CA PARIS (pôle 5 ch. 6), 10 décembre 2015
CERCLAB - DOCUMENT N° 5445
CA PARIS (pôle 5 ch. 6), 10 décembre 2015 : RG n° 14/15168
Publication : Jurica
Extrait : « Considérant qu'ainsi il a été jugé que constitue une clause abusive la clause qui prévoit la résiliation du contrat de prêt pour une défaillance de l'emprunteur extérieure à ce contrat, une telle clause, envisagée en termes généraux et afférente à l'exécution de conventions distinctes, créant un déséquilibre significatif entre les droits et obligations des parties au détriment du consommateur, ainsi exposé par une décision unilatérale de l'organisme prêteur, en dehors du mécanisme de la condition résolutoire, à une aggravation soudaine des conditions de remboursement et à une modification majeure de l'économie du contrat de prêt ; Considérant qu'il convient de mettre les parties en mesure de s'expliquer sur le moyen tiré du caractère abusif de la clause susvisée, susceptible d'être relevé ; Considérant que l'affaire doit être renvoyée à la mise en état ».
RÉPUBLIQUE FRANÇAISE
AU NOM DU PEUPLE FRANÇAIS
COUR D’APPEL DE PARIS
PÔLE 5 CHAMBRE 6
ARRÊT DU 10 DÉCEMBRE 2015
ÉLÉMENTS D’IDENTIFICATION DE LA DÉCISION (N.B. : mention ne figurant pas sur l’original)
R.G. n° 14/15168 (5 pages). Décision déférée à la Cour : Jugement du 24 juin 2014 -Tribunal de Grande Instance de Bobigny - R.G. n° 12/09391.
APPELANTES :
Madame X.
Née le [date] à [ville], Représentée par Maître Louis-Maurice F., avocat au barreau de PARIS, toque : C0153
Madame Y.
Née le [date] à [ville], Représentée par Maître Louis-Maurice F., avocat au barreau de PARIS, toque : C0153
INTIMÉE :
SA CRÉDIT DU NORD
RCS de LILLE XXX, Prise en la personne de son représentant légal domicilié en cette qualité audit siège, Représentée par Maître Ali EL A., avocat au barreau de PARIS, toque : D0289
COMPOSITION DE LA COUR : En application des dispositions des articles 786 et 907 du code de procédure civile, l'affaire a été débattue le 29 octobre 2015, en audience publique, les avocats ne s'y étant pas opposé, devant Mme Dominique LONNE, Présidente, chargé du rapport. Ce magistrat a rendu compte des plaidoiries dans le délibéré de la Cour, composée de : Madame Marie-Paule MORACCHINI, Présidente de chambre, Mme Dominique LONNE, Présidente, Madame Caroline FEVRE, Conseillère. Un rapport a été présenté à l'audience dans les conditions de l'article 785 du Code de Procédure Civile.
───
#### OBJECTIF ÉNONCÉ 1
Mettez en forme les lignes de données, de leur début jusqu'à la ligne contenant « [[155, 77, 246, 148], [17, 85, 109, 149]] » incluse, sous forme d'un CSV à deux colonnes nommées consigne et reponse. Chaque consigne et sa réponse y occupent chacune un champ entre guillemets, avec les sauts de ligne remplacés par des espaces et sans les images.
L'arrêt et les lignes de données sont sans rapport l'un avec l'autre.

#### Entrées d'images portant sur des zones nommées
───
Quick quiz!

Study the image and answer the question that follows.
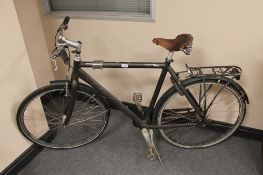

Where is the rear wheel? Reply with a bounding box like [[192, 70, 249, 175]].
[[17, 85, 108, 149], [156, 78, 246, 148]]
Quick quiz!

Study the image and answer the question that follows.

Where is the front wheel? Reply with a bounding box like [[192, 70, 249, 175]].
[[155, 78, 246, 148], [17, 85, 108, 149]]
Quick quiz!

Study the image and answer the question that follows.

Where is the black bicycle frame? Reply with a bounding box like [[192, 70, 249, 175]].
[[64, 59, 203, 129]]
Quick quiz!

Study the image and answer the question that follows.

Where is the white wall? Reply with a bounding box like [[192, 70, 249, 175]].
[[0, 0, 36, 171], [43, 0, 263, 129]]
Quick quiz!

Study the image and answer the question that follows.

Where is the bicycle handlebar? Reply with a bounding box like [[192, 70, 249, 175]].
[[50, 16, 82, 64]]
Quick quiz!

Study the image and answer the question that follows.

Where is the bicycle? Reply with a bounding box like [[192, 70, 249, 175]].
[[17, 17, 249, 161]]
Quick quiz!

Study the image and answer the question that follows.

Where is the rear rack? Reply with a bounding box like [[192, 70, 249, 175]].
[[186, 64, 242, 80]]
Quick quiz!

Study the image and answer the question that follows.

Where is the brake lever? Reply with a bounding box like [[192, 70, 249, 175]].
[[50, 47, 59, 71], [51, 58, 58, 71]]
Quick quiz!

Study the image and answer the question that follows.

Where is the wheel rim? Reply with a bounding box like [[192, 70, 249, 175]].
[[157, 82, 244, 148], [20, 88, 107, 148]]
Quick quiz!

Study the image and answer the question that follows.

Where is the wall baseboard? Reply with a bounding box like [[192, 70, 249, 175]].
[[0, 144, 43, 175], [0, 102, 263, 175]]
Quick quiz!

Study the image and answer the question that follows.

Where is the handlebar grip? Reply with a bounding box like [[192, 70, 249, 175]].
[[63, 16, 70, 25], [59, 49, 70, 65]]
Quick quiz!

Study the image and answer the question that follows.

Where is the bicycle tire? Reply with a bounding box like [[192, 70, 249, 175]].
[[155, 77, 246, 148], [17, 85, 109, 149]]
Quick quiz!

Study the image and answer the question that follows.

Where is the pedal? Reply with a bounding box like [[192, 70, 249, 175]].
[[133, 93, 142, 103], [133, 93, 144, 118], [142, 128, 163, 165]]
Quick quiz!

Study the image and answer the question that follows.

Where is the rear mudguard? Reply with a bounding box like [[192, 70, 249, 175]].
[[152, 76, 249, 122], [182, 76, 249, 104]]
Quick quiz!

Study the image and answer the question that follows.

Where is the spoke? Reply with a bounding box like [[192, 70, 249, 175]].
[[48, 93, 62, 112], [68, 110, 107, 125]]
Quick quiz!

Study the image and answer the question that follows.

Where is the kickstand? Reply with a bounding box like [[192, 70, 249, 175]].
[[142, 128, 163, 165]]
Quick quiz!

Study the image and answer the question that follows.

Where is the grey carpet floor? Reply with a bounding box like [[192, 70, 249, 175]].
[[19, 110, 263, 175]]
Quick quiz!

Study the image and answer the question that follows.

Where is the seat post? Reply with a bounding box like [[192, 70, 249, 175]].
[[166, 51, 174, 61]]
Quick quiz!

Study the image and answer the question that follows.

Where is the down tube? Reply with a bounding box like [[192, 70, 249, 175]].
[[78, 69, 143, 128]]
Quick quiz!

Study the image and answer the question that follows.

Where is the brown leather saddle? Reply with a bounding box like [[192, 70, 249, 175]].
[[153, 34, 193, 52]]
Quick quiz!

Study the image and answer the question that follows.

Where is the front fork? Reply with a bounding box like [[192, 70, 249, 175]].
[[63, 57, 80, 126]]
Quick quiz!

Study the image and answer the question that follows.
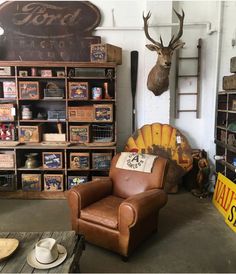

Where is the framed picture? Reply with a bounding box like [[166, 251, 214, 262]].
[[67, 176, 88, 190], [70, 152, 90, 169], [44, 174, 64, 191], [41, 69, 52, 77], [70, 125, 89, 144], [19, 81, 39, 100], [19, 125, 42, 143], [3, 81, 16, 98], [0, 104, 16, 122], [92, 153, 112, 170], [21, 173, 42, 191], [42, 151, 62, 169], [57, 70, 65, 77], [69, 82, 88, 100], [94, 104, 113, 122], [232, 99, 236, 110], [19, 70, 28, 77]]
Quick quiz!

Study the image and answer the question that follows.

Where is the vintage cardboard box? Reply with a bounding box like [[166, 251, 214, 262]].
[[0, 153, 15, 168], [0, 104, 16, 121], [90, 44, 122, 65], [68, 106, 94, 122], [19, 125, 42, 143], [21, 173, 42, 191]]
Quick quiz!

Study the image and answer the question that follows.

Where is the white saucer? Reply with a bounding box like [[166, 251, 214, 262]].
[[27, 244, 67, 269]]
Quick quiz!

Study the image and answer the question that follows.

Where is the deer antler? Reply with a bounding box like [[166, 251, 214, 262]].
[[168, 9, 184, 49], [143, 11, 163, 48]]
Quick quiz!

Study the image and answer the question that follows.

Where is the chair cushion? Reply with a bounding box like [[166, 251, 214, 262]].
[[80, 195, 124, 229]]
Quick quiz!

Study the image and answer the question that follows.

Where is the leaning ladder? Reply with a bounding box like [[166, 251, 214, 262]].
[[175, 39, 202, 119]]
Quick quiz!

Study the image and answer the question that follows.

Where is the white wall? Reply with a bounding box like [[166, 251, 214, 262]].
[[93, 0, 220, 158]]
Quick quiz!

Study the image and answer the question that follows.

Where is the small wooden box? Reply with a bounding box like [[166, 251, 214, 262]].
[[70, 152, 90, 170], [92, 153, 112, 170], [70, 125, 89, 144], [68, 106, 94, 122], [21, 173, 42, 191], [94, 104, 113, 122], [67, 176, 88, 190], [90, 44, 122, 65], [0, 104, 16, 121], [3, 81, 16, 98], [69, 82, 88, 100], [0, 153, 15, 168], [44, 174, 64, 191], [223, 74, 236, 90], [19, 81, 39, 100], [42, 151, 63, 169], [0, 174, 17, 191], [0, 67, 11, 76], [19, 125, 42, 143]]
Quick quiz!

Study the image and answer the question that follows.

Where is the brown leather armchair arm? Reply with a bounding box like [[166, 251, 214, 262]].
[[118, 189, 168, 233], [67, 178, 112, 230]]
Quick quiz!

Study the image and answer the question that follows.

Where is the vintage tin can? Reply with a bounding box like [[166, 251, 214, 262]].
[[21, 105, 32, 120], [31, 68, 37, 76], [92, 87, 102, 100]]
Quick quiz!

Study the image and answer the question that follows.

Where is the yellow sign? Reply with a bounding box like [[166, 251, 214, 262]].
[[225, 200, 236, 232], [213, 173, 236, 218]]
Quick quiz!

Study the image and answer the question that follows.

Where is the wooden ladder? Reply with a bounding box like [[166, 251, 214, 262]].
[[175, 39, 202, 119]]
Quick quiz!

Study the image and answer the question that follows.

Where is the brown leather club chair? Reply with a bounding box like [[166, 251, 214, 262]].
[[67, 154, 167, 259]]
───
#### OBJECTIF ÉNONCÉ 2
Réécrivez le passage de l'arrêt allant de « RÉPUBLIQUE FRANÇAISE » jusqu'à « R.G. n° 12/09391. », en remplaçant « Bobigny » par « Créteil ».

#### RÉPONSE ATTENDUE 1
consigne,reponse
"Quick quiz! Study the image and answer the question that follows. Where is the rear wheel? Reply with a bounding box like [[192, 70, 249, 175]].","[[17, 85, 108, 149], [156, 78, 246, 148]]"
"Quick quiz! Study the image and answer the question that follows. Where is the front wheel? Reply with a bounding box like [[192, 70, 249, 175]].","[[155, 78, 246, 148], [17, 85, 108, 149]]"
"Quick quiz! Study the image and answer the question that follows. Where is the black bicycle frame? Reply with a bounding box like [[192, 70, 249, 175]].","[[64, 59, 203, 129]]"
"Quick quiz! Study the image and answer the question that follows. Where is the white wall? Reply with a bounding box like [[192, 70, 249, 175]].","[[0, 0, 36, 171], [43, 0, 263, 129]]"
"Quick quiz! Study the image and answer the question that follows. Where is the bicycle handlebar? Reply with a bounding box like [[192, 70, 249, 175]].","[[50, 16, 82, 64]]"
"Quick quiz! Study the image and answer the question that follows. Where is the bicycle? Reply with a bounding box like [[192, 70, 249, 175]].","[[17, 17, 249, 161]]"
"Quick quiz! Study the image and answer the question that follows. Where is the rear rack? Reply with a bounding box like [[192, 70, 249, 175]].","[[186, 64, 242, 80]]"
"Quick quiz! Study the image and answer the question that follows. Where is the brake lever? Reply with a bounding box like [[192, 70, 249, 175]].","[[50, 47, 59, 71], [51, 58, 58, 71]]"
"Quick quiz! Study the image and answer the question that follows. Where is the wheel rim? Reply with a bounding box like [[192, 70, 249, 175]].","[[157, 82, 244, 148], [20, 88, 107, 148]]"
"Quick quiz! Study the image and answer the question that follows. Where is the wall baseboard? Reply with a bounding box like [[192, 70, 249, 175]].","[[0, 144, 43, 175], [0, 102, 263, 175]]"
"Quick quiz! Study the image and answer the question that follows. Where is the handlebar grip? Reply with a bounding box like [[192, 70, 249, 175]].","[[63, 16, 70, 25], [59, 49, 70, 65]]"
"Quick quiz! Study the image and answer the question that follows. Where is the bicycle tire? Reply with a bounding box like [[192, 70, 249, 175]].","[[155, 77, 246, 148], [17, 85, 109, 149]]"

#### RÉPONSE ATTENDUE 2
RÉPUBLIQUE FRANÇAISE
AU NOM DU PEUPLE FRANÇAIS
COUR D’APPEL DE PARIS
PÔLE 5 CHAMBRE 6
ARRÊT DU 10 DÉCEMBRE 2015
ÉLÉMENTS D’IDENTIFICATION DE LA DÉCISION (N.B. : mention ne figurant pas sur l’original)
R.G. n° 14/15168 (5 pages). Décision déférée à la Cour : Jugement du 24 juin 2014 -Tribunal de Grande Instance de Créteil - R.G. n° 12/09391.